- What you should do -
Please return every one of the lines below word for word, leaving the pictures out of your answer.

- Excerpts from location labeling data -

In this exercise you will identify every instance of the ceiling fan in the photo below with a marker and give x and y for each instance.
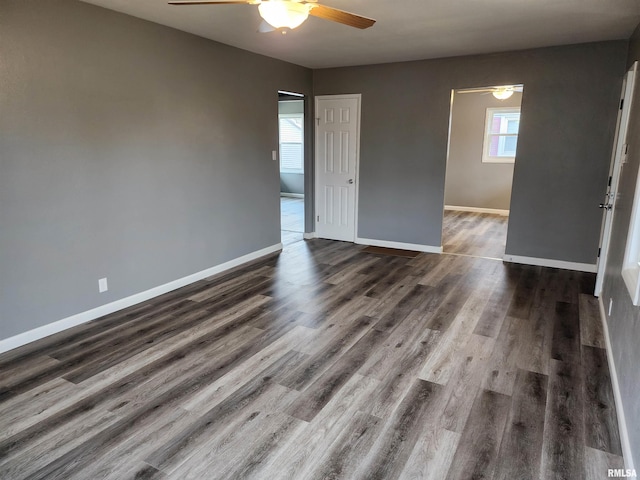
(282, 14)
(501, 92)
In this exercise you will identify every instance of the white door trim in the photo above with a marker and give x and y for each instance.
(358, 98)
(617, 154)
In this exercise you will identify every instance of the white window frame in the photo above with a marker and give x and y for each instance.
(301, 117)
(486, 143)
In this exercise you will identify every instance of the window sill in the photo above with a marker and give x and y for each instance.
(631, 279)
(510, 160)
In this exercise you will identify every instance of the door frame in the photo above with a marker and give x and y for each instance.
(316, 203)
(615, 168)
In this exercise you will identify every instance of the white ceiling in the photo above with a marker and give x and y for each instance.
(405, 29)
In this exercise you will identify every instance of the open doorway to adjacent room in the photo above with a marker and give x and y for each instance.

- Full answer -
In this exercise you will identify every instance of the ceiling fan in the photo below with a marker and give x and y for each instance.
(282, 14)
(501, 92)
In this exercise you will identify every instance of the white door trim in the photo above with a marker and give x and y for each instance.
(358, 98)
(617, 154)
In this exercise you will identify every instance of the white window frame in the photo above with a marker and give x and y for each instance.
(301, 117)
(486, 143)
In this exercise you will identify every instance of the window sill in the photo above with a marker and give x and y for each instance.
(631, 279)
(510, 160)
In this exercise you will identify every instance of the door frame in the photo above with a marker and give x and y for each instance.
(316, 203)
(615, 168)
In this exercise you will identify every instance of the white ceiling in the photo above with a marker and give x and y for each instance.
(405, 29)
In this exercise you will identify every instance of the open doorway to adjacent room in the photo above with a marker and give x and y for each instance.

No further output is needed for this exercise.